### Instructions for the task
Go over each line of the entries below, count those with "Spot", and give only the count.

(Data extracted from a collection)

=== Section Start ===

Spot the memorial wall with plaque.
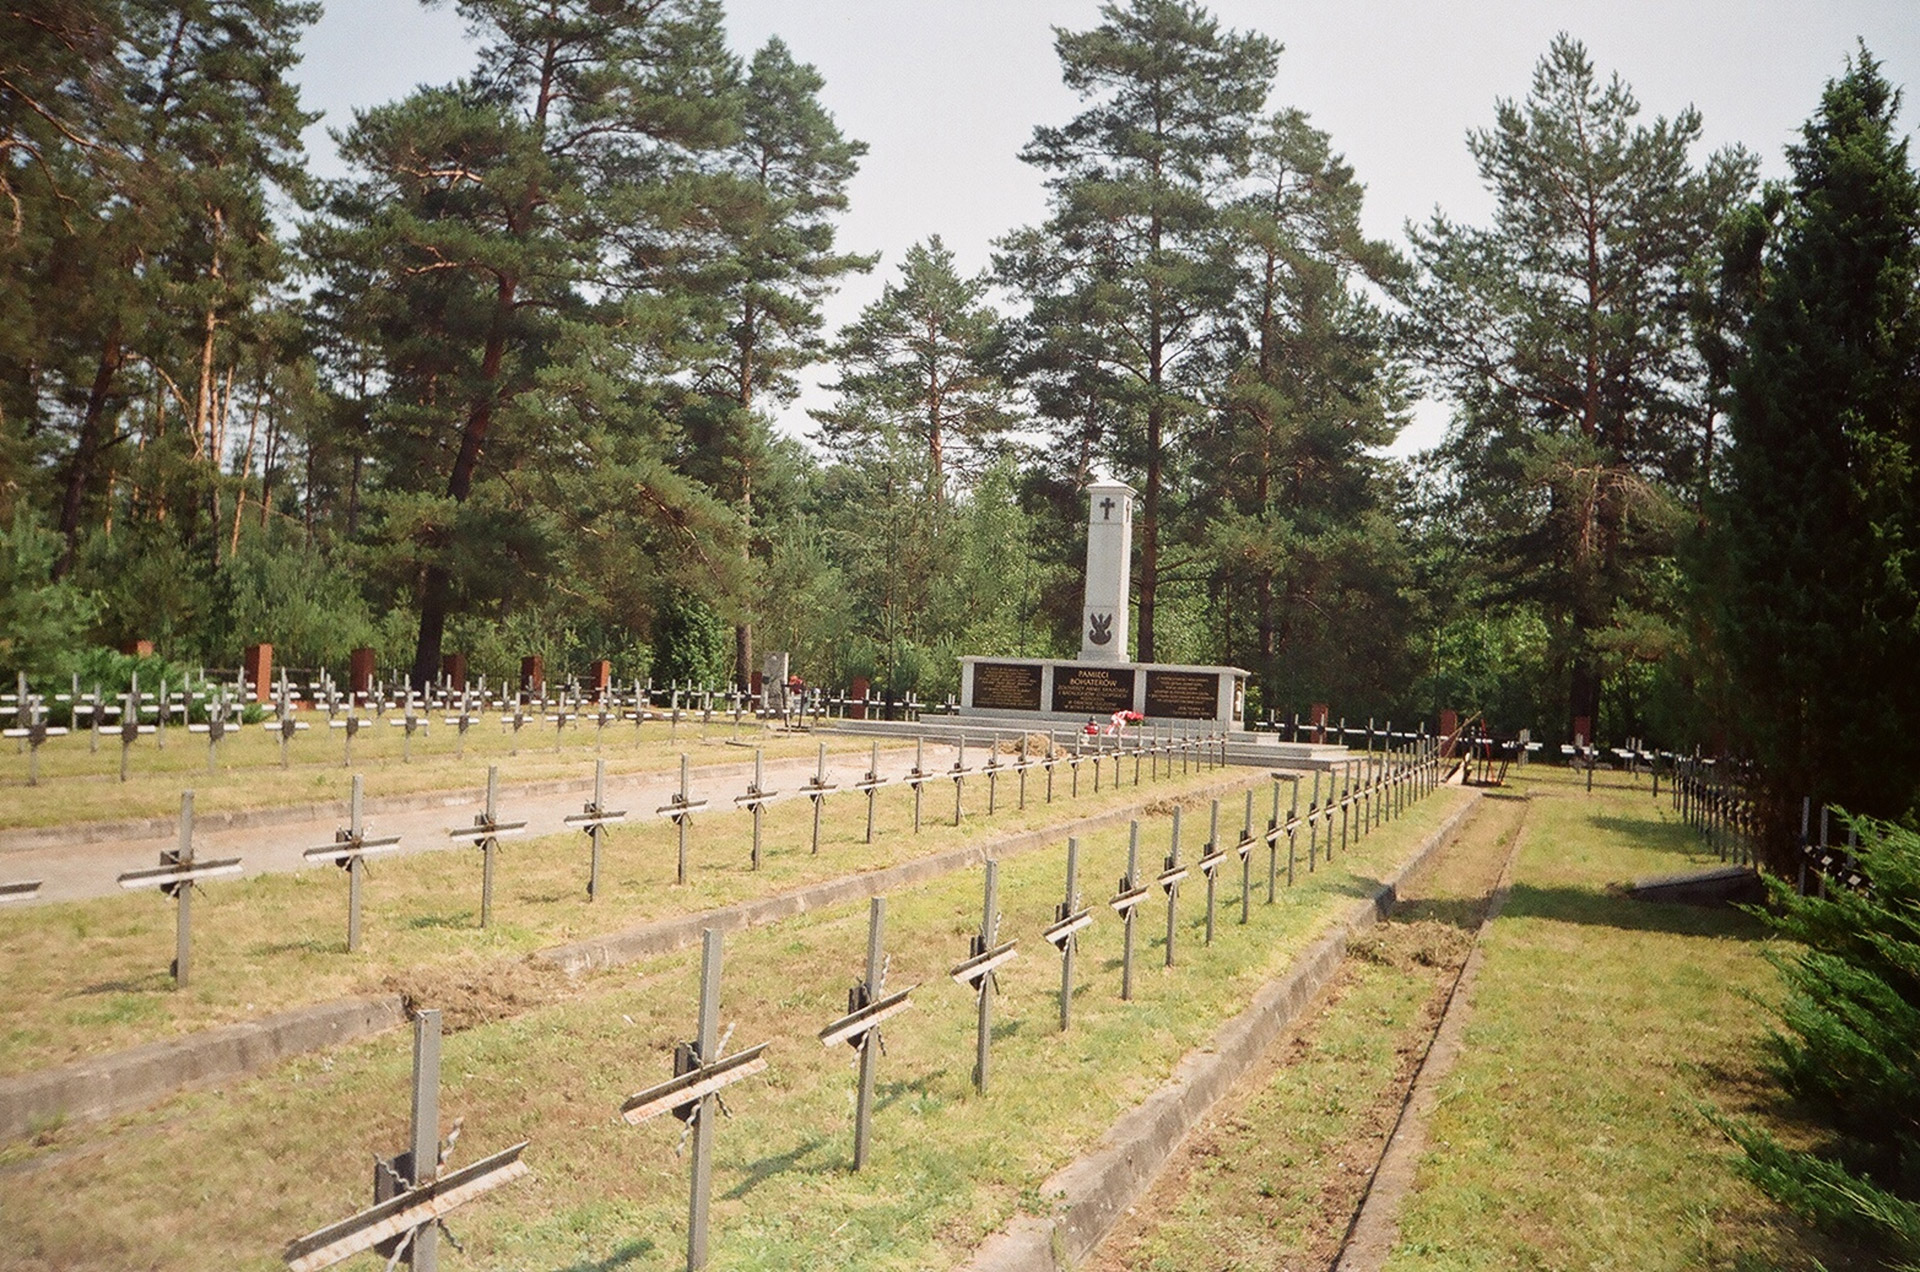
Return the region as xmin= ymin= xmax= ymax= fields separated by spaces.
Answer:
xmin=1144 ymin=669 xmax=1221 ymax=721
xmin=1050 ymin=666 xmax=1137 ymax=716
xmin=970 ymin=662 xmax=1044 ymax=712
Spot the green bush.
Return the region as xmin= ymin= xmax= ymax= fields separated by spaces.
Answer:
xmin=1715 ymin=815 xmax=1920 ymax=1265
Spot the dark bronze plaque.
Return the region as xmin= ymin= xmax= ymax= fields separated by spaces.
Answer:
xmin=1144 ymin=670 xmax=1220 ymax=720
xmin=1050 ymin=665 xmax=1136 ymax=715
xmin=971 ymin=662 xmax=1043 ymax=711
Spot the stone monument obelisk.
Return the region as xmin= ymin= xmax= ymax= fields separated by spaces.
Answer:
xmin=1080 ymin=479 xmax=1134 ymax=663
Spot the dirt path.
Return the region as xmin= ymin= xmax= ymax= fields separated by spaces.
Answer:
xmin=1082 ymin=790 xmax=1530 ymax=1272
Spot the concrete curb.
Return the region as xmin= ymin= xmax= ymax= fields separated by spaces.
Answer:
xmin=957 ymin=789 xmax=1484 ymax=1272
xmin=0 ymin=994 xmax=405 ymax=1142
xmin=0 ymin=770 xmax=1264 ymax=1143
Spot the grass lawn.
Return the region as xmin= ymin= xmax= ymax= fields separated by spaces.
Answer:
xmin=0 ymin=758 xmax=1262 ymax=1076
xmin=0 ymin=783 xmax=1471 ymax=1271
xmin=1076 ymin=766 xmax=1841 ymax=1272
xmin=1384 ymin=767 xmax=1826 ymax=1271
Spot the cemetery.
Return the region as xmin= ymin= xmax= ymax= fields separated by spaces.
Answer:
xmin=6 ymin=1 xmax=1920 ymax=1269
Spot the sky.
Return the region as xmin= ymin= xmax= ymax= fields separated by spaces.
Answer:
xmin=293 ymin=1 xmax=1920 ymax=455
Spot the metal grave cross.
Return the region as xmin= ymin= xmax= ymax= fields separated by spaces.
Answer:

=== Section End ===

### Your response
10